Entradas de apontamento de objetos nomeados

* * * * * * *

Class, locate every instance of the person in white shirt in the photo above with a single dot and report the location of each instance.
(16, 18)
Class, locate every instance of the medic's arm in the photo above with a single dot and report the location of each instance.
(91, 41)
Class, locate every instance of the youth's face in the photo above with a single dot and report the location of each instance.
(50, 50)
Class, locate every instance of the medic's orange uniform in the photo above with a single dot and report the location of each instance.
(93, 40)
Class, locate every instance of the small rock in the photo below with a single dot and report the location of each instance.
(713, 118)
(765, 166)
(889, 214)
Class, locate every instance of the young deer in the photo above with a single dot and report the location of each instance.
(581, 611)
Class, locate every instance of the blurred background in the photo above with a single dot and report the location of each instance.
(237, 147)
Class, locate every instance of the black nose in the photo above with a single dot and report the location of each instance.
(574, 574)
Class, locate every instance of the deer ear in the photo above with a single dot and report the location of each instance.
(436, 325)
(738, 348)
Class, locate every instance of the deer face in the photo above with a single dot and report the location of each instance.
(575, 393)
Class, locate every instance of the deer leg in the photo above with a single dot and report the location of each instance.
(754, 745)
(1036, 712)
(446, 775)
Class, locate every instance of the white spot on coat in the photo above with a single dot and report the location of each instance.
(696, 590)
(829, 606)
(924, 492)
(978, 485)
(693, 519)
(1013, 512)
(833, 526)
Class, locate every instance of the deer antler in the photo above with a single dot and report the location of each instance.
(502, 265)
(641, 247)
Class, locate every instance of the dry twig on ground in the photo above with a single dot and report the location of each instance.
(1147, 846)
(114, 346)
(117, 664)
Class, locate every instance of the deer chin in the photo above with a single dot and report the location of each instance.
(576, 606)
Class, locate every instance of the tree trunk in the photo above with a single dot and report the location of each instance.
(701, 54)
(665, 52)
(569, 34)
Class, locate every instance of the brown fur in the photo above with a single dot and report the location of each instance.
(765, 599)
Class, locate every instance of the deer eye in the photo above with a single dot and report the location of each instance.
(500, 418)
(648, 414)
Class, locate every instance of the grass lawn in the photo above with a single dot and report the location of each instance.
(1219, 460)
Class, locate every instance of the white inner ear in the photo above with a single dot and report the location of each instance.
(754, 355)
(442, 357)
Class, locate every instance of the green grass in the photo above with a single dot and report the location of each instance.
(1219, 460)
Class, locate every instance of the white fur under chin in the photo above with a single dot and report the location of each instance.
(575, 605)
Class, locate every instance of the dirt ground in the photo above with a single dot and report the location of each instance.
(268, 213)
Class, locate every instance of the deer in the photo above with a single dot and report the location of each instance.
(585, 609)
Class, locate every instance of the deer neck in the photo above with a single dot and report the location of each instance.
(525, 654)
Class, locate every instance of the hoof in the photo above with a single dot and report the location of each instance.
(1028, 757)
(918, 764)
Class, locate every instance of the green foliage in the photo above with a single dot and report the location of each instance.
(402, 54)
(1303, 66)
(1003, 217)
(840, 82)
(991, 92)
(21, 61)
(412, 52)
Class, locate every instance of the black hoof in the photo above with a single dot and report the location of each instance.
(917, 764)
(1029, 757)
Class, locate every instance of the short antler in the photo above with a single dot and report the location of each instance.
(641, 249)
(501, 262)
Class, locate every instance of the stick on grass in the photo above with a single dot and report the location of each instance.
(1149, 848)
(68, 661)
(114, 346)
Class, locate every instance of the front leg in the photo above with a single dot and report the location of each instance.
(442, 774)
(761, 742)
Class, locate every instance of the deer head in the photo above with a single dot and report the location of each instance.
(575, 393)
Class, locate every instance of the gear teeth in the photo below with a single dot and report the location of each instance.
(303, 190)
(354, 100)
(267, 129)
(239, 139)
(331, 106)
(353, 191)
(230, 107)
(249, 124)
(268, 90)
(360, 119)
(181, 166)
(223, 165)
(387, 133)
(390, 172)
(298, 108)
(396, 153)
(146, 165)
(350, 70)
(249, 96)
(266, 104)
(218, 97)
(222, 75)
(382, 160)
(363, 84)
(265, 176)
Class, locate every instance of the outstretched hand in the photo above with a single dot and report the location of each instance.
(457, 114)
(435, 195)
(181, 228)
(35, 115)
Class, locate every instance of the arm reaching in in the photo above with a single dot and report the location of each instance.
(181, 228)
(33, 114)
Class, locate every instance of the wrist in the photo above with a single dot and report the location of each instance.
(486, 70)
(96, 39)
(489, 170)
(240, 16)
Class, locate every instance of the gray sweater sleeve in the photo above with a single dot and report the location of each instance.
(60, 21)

* * * * * * *

Enunciado da tarefa
Converta todo o material acima em uma lista JSON de strings, com uma string para cada linha e sem as linhas em branco.

Resultado final
[
  "Class, locate every instance of the person in white shirt in the photo above with a single dot and report the location of each instance.",
  "(16, 18)",
  "Class, locate every instance of the medic's arm in the photo above with a single dot and report the location of each instance.",
  "(91, 41)",
  "Class, locate every instance of the youth's face in the photo above with a single dot and report the location of each instance.",
  "(50, 50)",
  "Class, locate every instance of the medic's orange uniform in the photo above with a single dot and report the location of each instance.",
  "(93, 40)",
  "Class, locate every instance of the small rock in the photo below with a single dot and report the location of each instance.",
  "(713, 118)",
  "(765, 166)",
  "(889, 214)",
  "Class, locate every instance of the young deer in the photo above with a single dot and report the location of each instance.",
  "(581, 611)",
  "Class, locate every instance of the blurred background in the photo above with a single dot and report the location of each instance.",
  "(237, 147)",
  "Class, locate every instance of the black nose in the photo above with a single dot and report the location of each instance.",
  "(574, 574)",
  "Class, locate every instance of the deer ear in the photo above with a single dot and report the location of each instance.",
  "(436, 325)",
  "(738, 348)",
  "Class, locate every instance of the deer face in the photo above with a single dot and report the location of each instance.",
  "(575, 393)",
  "Class, locate every instance of the deer leg in the photo above with a single dot and report the location of each instance.",
  "(754, 745)",
  "(1036, 712)",
  "(446, 775)",
  "Class, locate every instance of the white spot on coat in the photo above with a single dot and report the location of each instance.",
  "(696, 590)",
  "(829, 606)",
  "(924, 492)",
  "(978, 485)",
  "(693, 519)",
  "(1013, 512)",
  "(833, 526)",
  "Class, locate every instance of the deer antler in the photo above with a single dot and report the location of each instance.",
  "(502, 265)",
  "(641, 247)",
  "Class, locate every instance of the dry twig on ground in the photo above with a single dot and report the location of each instance.",
  "(1147, 846)",
  "(114, 346)",
  "(117, 664)",
  "Class, locate every instance of the deer chin in the photo above with a single dot and report the location of each instance.",
  "(576, 606)",
  "Class, locate every instance of the tree trunk in the photo above with a single dot and report the location of each instance.",
  "(701, 54)",
  "(665, 52)",
  "(569, 34)",
  "Class, locate every instance of the brown fur in the photo above with a single dot and report the location of each instance.",
  "(765, 599)",
  "Class, locate every instance of the deer eye in the photo above with a single dot and report the location of each instance.",
  "(500, 418)",
  "(648, 414)",
  "Class, locate every instance of the grass lawn in the photo above with a single dot and report the location of each instance.",
  "(1219, 460)",
  "Class, locate every instance of the white inner ear in the photo above with a single dot and report the location of each instance.",
  "(754, 355)",
  "(442, 357)",
  "Class, locate every instance of the green grass in the photo above with a single dot and report the location of each instance.",
  "(1219, 460)",
  "Class, locate every instance of the white fur under chin in the photo above with a single dot and report the location of each instance.",
  "(575, 605)",
  "Class, locate every instance of the dirt ground in the photo above with a single dot and report the location of each instance.",
  "(268, 213)",
  "Class, locate every instance of the deer in the photo above with a single dot and report the location of each instance.",
  "(585, 609)",
  "Class, locate every instance of the deer neck in the photo above with a single dot and report the location of each instance.",
  "(525, 654)",
  "Class, locate every instance of the hoof in the photo above with a single dot and report the location of each instance.",
  "(1028, 757)",
  "(918, 764)",
  "Class, locate every instance of the green foliage in the photo above with a single dot and report the location of each instance.",
  "(402, 54)",
  "(1303, 66)",
  "(1003, 217)",
  "(840, 82)",
  "(991, 92)",
  "(21, 61)",
  "(412, 52)",
  "Class, locate every instance of the black hoof in the photo above with a single dot and report the location of each instance.",
  "(917, 764)",
  "(1029, 757)",
  "Class, locate every instance of the short antler in the photo above with a single dot and report the location of each instance.",
  "(641, 249)",
  "(501, 262)",
  "Class, locate every instance of the stick on grass in the photo above with a single dot and report the location of each instance.",
  "(1149, 848)",
  "(68, 661)",
  "(114, 346)",
  "Class, locate every instance of the front leg in the photo above with a single dot and report the location of each instance.",
  "(442, 774)",
  "(761, 742)",
  "Class, locate every instance of the deer head in the photo above with a single dot and report the location of each instance.",
  "(575, 393)",
  "Class, locate every instance of the gear teeth in the photo below with a single dot and report the location of each instance.",
  "(303, 190)",
  "(354, 100)",
  "(267, 129)",
  "(239, 139)",
  "(331, 106)",
  "(353, 191)",
  "(230, 107)",
  "(249, 124)",
  "(268, 90)",
  "(360, 119)",
  "(181, 166)",
  "(223, 165)",
  "(387, 133)",
  "(390, 172)",
  "(298, 108)",
  "(396, 153)",
  "(146, 165)",
  "(350, 70)",
  "(249, 96)",
  "(266, 104)",
  "(218, 97)",
  "(222, 75)",
  "(382, 160)",
  "(363, 84)",
  "(265, 176)",
  "Class, locate every instance of the outstretched hand in the photo above with a single dot and report the location of each instance.",
  "(457, 114)",
  "(435, 195)",
  "(181, 228)",
  "(35, 115)",
  "Class, locate every instance of the arm reaching in in the photo above with a single dot and report the location of each instance.",
  "(181, 228)",
  "(33, 114)",
  "Class, locate every instance of the wrist in the photo above with a single dot and report the location of each instance.",
  "(486, 70)",
  "(96, 39)",
  "(489, 170)",
  "(240, 16)",
  "Class, locate every instance of the gray sweater sleeve in the photo above with a single dot and report the location of each instance.",
  "(60, 21)"
]